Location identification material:
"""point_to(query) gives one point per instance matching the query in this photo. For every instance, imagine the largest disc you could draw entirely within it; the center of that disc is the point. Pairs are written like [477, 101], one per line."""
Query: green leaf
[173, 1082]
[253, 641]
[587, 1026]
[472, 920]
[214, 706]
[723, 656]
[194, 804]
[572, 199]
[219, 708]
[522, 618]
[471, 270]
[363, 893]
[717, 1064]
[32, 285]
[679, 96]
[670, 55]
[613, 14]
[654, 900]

--

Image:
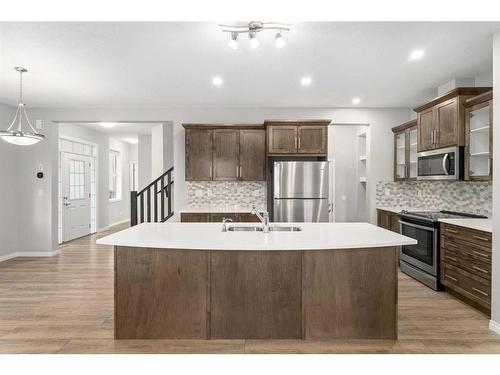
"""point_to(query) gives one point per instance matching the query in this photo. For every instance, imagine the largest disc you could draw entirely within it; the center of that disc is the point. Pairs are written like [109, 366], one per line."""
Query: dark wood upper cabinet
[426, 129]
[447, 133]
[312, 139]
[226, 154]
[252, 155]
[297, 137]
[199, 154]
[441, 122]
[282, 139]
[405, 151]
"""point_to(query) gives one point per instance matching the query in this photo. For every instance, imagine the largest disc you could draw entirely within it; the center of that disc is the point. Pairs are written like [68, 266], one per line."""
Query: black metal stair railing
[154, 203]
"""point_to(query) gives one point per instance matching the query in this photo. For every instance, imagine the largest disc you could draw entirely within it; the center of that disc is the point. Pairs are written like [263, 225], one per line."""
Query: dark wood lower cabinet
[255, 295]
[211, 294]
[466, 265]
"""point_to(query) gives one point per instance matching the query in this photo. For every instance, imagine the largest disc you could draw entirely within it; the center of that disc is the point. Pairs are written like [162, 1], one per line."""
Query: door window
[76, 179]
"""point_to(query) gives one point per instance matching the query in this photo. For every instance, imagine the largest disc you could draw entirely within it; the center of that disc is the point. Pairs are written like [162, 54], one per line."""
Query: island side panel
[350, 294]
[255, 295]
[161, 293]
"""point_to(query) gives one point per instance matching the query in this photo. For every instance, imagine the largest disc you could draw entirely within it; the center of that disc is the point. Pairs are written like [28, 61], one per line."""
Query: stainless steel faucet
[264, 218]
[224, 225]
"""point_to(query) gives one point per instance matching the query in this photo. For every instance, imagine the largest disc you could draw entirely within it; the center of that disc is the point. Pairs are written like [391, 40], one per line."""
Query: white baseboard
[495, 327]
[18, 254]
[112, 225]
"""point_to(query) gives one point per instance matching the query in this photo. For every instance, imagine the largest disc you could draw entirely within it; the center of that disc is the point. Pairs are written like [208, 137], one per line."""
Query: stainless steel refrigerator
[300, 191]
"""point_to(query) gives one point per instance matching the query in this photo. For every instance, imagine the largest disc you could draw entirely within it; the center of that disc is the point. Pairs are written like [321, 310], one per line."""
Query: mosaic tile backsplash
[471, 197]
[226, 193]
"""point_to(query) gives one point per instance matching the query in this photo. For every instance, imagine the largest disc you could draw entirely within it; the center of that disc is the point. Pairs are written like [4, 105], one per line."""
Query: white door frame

Set exercise:
Swap "mosaic" for "glass" in the part that opens with the line containing "[321, 310], one" and closes with the line containing "Query: white door frame", and give that part again with nothing else changed.

Task result:
"""point_to(query) gives one point per instance matching the query in this photo. For every instance, imagine the largest disc you could draw entirely within it; the center of that disc is the point. Pairs are written like [321, 310], one per line."""
Query: glass tile backsplash
[471, 197]
[226, 193]
"""point_to(query) gives one point per instance matching the query in this photo. For every instance, imagine the largest disc you could draw entirely within it; the center of that disc is the point. Pairs are written like [4, 105], one per line."""
Query: white door frame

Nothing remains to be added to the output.